#### Material for this task
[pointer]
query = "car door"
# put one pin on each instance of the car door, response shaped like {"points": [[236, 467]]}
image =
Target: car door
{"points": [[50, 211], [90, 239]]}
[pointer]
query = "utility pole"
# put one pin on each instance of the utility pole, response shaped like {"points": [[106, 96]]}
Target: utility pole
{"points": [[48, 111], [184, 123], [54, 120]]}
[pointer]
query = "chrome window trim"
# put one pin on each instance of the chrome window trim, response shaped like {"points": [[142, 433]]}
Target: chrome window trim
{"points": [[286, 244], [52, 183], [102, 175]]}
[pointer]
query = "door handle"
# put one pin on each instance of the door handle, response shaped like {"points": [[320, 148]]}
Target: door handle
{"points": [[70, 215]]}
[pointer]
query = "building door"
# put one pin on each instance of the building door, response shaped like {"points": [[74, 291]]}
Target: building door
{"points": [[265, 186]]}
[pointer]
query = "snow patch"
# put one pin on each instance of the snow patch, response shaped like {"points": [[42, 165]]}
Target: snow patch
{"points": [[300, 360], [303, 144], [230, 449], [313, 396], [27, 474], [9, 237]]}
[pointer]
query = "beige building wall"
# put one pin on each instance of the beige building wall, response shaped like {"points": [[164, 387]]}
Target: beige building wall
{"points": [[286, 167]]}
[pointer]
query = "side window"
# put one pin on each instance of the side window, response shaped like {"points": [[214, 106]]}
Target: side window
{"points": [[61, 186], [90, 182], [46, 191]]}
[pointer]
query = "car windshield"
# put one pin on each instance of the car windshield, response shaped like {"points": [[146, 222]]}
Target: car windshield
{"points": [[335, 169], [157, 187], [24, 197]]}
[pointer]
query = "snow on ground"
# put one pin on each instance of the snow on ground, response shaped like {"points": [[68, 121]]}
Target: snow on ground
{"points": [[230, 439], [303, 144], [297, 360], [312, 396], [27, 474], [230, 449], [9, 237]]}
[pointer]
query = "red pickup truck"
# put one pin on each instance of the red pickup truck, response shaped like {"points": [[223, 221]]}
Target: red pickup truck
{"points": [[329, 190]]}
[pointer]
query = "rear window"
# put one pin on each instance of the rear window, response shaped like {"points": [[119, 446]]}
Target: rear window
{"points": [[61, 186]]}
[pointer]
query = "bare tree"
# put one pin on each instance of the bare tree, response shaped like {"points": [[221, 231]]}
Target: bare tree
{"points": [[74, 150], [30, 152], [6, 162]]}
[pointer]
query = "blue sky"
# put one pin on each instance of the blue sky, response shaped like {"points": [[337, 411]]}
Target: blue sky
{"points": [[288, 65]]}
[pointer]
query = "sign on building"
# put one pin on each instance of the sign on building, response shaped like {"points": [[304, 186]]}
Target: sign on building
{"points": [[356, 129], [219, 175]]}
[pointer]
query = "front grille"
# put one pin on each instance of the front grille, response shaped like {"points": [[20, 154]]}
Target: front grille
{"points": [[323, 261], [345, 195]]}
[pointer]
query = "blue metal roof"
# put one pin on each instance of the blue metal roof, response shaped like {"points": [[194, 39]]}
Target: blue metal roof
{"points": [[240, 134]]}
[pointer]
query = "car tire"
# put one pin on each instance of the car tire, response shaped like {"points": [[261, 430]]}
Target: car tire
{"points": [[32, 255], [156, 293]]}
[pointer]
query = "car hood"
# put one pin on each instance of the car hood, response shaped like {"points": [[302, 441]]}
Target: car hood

#### Exercise
Return all lines of the data in which the string "hood" appears.

#### Response to this task
query = "car hood"
# put one pin on each instance of the car hood, response shaped like {"points": [[302, 441]]}
Target: car hood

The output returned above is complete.